Continue the review of the film Stonewalling, picking up after its last sentence.

Document text =>
..........

STONEWALLING – Review by Nadine Whitney
Writer/director Huang Ji and her life partner cinematographer Ryûji Otsuka have a complex relationship to “Westernized” China, or more specifically capitalism in China. Stonewalling forms part of a loose trilogy investigating contemporary China and its social and cultural mores.
Twenty-year-old Lynn (Honggui Yao) is part of the upwardly mobile generation. She is studying to be a flight attendant in Changsha and sharing rarefied spaces with her influencer boyfriend Zhang (Liu Long) who dreams of leaving China. To an extent Lynn is a means to his end, Her career as a flight attendant will give him access to the international world. He’s enrolls her in English classes and insists that she courts the “right people” to aid in their chances of making it.
Lynn’s life is more complex than it first appears. Her mother is in debt after having to cover a botched procedure at the family’s gynecology clinic. Lynn is paying her mother’s debt by taking jobs modeling cheap clothing and jewelry, and she becomes part of a black-market ring to sell her eggs to wealthy people.
When Lynn realizes she’s pregnant and tells Zhang (in a scene meticulously constructed to show the power dynamics of the relationship), he bemoans the inconvenience but won’t outright tell her to get an abortion — because he doesn’t want Lynn blaming him for it. His lack of interest in the fetus and Lynn track with his general character. While Lynn tries to decide what to do, she moves to the city outskirts where her parents live .
Lynn doesn’t quite belong in either of her worlds. Her mother has all but abandoned her clinic and is now working in a shady pyramid scheme selling “Vital Cream” for Boss (Cui Chu). Her parents’ relationship is strained and as their only child (China’s one child policy was only rescinded three years prior to the events in the film) it falls upon her to take care of them no matter what foolish decisions they’ve made.
As a way of paying off her mother’s debt she agrees to have the baby and give it to Boss’ relative Sylvia who lost her child due to some malpractice (perhaps) by Lynn’s mother. If the debt is paid off, Lynn will be free of some of the financial responsibilities placed on her. She’ll be able to resume her life in Changsha and no-one will be the wiser about the pregnancy, including Zhang.
Lynn, who has been exploited by China’s new capitalist gig economy. is not above exploiting other women. She gets involved again in the black-market egg sales and this time she is presenting young women from rural provinces who have even less agency over their bodies than she has had.

..........

Data supplied =>
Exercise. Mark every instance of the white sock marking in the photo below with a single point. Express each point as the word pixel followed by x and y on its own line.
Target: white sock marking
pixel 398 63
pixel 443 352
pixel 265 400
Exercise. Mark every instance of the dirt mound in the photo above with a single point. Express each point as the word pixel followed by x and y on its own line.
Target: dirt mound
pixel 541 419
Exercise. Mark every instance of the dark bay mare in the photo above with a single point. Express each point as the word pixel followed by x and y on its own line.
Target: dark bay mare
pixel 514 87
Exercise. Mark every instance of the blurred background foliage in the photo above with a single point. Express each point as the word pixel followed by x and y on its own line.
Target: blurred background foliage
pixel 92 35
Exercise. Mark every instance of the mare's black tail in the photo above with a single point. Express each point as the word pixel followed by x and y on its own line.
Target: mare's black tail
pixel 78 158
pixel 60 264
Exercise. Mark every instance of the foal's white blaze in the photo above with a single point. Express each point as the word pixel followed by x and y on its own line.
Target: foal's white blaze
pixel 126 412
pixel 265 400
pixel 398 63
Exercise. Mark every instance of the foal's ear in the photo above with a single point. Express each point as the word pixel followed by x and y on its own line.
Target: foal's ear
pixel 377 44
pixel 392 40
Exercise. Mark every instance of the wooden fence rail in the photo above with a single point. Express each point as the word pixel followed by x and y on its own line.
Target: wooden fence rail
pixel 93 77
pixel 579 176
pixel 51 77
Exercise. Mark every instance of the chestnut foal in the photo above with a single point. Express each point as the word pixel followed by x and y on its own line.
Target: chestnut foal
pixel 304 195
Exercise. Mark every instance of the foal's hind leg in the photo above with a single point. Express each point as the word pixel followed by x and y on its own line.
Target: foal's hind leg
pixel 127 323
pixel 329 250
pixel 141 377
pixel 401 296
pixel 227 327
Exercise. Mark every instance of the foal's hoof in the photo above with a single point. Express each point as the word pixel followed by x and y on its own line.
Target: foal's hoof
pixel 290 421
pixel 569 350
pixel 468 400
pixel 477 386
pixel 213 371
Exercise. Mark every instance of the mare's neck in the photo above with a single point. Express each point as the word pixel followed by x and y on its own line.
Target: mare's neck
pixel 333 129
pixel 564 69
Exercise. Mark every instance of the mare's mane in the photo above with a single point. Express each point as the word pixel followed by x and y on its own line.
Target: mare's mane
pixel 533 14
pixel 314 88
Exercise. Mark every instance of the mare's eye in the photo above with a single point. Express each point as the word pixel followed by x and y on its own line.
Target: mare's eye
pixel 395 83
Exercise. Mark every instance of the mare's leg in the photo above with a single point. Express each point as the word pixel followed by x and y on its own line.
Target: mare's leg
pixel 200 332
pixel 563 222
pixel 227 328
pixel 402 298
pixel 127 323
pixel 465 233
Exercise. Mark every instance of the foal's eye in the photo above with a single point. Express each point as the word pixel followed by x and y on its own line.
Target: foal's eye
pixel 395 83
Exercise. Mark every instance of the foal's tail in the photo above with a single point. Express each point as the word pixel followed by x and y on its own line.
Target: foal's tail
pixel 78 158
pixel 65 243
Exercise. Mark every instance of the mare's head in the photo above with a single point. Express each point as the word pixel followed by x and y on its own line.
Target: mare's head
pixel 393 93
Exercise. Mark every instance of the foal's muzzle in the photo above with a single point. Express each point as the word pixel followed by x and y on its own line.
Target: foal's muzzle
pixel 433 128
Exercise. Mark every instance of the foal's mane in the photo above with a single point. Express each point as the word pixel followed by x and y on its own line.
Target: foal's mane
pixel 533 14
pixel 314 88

..........

Reply =>
Huang Ji and Ryûji Otsuka favor a pulled back cinematic approach. Wide shots are favored over close-ups. In a sense, Lynn could be any young woman who is trying to find a route out her passive role in Chinese society. Being a college student puts her in an emerging social class, but she still belongs to the proletariat who struggle to survive in a transitioning China. She is above the young women she is a “caretaker” for in the black-market scheme, but below Zhang and the emerging wealth that comes from being a TikTok influencer.
In one scene she exclaims to her mother “I’m an easy mark,” and that extends to many of the young women (and older women) in the film. Although Stonewalling is about Lynn’s experiences it is also about the experiences of hundreds of young people in China. Lynn’s pregnancy is seen as suffocating and alienating her, her body is not her own – but arguably her body was not her own before she conceived. As Lynn fights for some form of autonomy Huang Ji and Ryûji Otsuka question whether it is possible at all.
Stonewalling is a slow-burn and a somewhat long film that is rich in symbolism and metaphor but also gets to the point. What true autonomy do people have in capitalist China? How does the gig economy allow for them to succeed, and what are the chances for women who still live under the patriarchal strictures of a society that was supposed to be built on equality? The final scene gives a vague answer, but like the rest of the film it is more of a hanging question. Is there freedom in contemporary China, and if so, how much does it really cost.